--- START ---
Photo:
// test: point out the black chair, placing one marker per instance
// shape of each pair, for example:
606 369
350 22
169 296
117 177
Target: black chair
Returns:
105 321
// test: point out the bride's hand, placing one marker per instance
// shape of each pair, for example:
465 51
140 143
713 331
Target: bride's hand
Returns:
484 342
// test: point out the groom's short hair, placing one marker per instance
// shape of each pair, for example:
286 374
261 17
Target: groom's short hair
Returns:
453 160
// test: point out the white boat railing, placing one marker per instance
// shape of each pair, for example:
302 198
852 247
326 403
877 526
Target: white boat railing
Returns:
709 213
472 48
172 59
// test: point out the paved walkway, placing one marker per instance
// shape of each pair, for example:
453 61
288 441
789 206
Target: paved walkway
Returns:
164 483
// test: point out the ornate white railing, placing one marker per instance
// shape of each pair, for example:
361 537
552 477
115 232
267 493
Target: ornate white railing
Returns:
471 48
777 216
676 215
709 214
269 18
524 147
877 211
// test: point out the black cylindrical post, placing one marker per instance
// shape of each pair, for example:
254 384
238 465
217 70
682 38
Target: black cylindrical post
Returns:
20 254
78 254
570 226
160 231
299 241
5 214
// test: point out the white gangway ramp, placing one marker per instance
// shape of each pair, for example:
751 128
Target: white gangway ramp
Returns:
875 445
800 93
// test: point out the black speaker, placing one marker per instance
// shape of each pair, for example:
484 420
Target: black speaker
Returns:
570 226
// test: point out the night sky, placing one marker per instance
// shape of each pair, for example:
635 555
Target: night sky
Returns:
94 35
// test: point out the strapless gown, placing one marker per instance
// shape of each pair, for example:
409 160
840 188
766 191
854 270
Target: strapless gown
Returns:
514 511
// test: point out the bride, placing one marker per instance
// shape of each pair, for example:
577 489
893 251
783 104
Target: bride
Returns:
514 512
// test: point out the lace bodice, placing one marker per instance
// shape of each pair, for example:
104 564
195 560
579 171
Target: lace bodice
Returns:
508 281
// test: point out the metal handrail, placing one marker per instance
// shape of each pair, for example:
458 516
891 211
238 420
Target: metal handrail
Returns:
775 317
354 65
--- END ---
Whenever the word "cylindrical" shows up in a line of the entries above, copy that line.

Response for this exercise:
// test: point out the black cylindrical post, placing one marker per instance
Target: black cylindrical post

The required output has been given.